### REQUESTS
1 - Can you edit the electricity privatisation text from the part that opens with the words "The money from" and closes with "the March election.", giving that span again with "sell-off" replaced by "asset sale"?
2 - Can you rewrite the part of the listing that opens with the line containing "shelf --coords pixels" and closes with the line containing "[[[182,51],[182,32],[178,25],[174,25],[172,30],[172,51]]]" as a two-column CSV with the columns command and outline? Give one row for each command, with each field in quotes and any line breaks turned into spaces.

### SELECTION
════

Meanwhile, NSW Opposition Leader John Robertson has strongly criticised the privatisation that he says will lead to higher electricity prices and a less reliable electricity network.

He said it would mean a cut in frontline nurses, teachers and firefighters, because the state would no longer receive $1.7 billion a year in dividends.

Selling an asset to spend on infrastructure was like using your superannuation to buy a flashy car and have a holiday, but having nothing left afterwards.

The money from the sale was not needed to fund infrastructure, as NSW spent $15 billion a year.

Meanwhile Greens NSW MP John Kaye is calling for North Coast Nationals to unite and block the sell-off and commit to crossing the floor when legislation is introduced after the March election.

Dr Kaye said Nationals MPs were deluding themselves and their constituents if they thought the deal to keep Essential Energy in public ownership has any real future.

════

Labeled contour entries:
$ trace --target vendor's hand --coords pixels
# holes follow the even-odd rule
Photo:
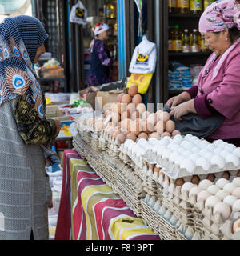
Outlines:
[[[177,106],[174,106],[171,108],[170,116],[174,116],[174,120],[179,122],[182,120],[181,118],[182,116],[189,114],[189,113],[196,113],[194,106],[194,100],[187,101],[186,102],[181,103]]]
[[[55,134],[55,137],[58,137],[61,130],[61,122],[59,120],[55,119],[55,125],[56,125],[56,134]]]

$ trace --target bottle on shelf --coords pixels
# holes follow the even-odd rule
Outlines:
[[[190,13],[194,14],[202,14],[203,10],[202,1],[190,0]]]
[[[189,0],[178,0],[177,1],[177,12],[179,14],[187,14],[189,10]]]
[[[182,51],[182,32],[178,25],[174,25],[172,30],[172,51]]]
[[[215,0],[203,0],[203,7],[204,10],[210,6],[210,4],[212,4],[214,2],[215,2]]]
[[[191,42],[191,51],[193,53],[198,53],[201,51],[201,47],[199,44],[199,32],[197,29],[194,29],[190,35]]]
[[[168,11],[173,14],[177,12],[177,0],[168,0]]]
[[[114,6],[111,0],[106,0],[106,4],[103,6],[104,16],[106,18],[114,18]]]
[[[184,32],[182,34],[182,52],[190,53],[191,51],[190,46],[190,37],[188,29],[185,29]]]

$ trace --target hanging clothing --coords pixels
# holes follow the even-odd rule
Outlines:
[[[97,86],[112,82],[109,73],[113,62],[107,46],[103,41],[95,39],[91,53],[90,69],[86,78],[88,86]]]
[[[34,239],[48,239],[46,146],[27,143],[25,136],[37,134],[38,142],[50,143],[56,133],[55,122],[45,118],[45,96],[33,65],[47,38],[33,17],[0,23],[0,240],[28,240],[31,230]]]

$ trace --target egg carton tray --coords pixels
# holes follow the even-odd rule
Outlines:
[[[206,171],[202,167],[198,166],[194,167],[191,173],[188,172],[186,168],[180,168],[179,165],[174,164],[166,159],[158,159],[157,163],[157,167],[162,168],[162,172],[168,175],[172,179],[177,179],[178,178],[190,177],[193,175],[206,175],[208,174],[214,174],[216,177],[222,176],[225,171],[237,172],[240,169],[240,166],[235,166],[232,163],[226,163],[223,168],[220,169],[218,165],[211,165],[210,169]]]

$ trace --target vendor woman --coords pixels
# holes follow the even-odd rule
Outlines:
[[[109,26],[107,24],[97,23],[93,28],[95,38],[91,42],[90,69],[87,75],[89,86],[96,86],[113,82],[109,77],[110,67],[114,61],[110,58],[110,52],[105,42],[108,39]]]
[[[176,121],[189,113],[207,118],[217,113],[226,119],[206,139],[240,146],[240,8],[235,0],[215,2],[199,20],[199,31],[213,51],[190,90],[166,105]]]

════

### SOLUTIONS TO EACH TASK
1 -
The money from the sale was not needed to fund infrastructure, as NSW spent $15 billion a year.

Meanwhile Greens NSW MP John Kaye is calling for North Coast Nationals to unite and block the asset sale and commit to crossing the floor when legislation is introduced after the March election.

2 -
command,outline
"$ trace --target bottle on shelf --coords pixels # holes follow the even-odd rule Outlines:","[[[190,13],[194,14],[202,14],[203,10],[202,1],[190,0]]] [[[189,0],[178,0],[177,1],[177,12],[179,14],[187,14],[189,10]]] [[[182,51],[182,32],[178,25],[174,25],[172,30],[172,51]]]"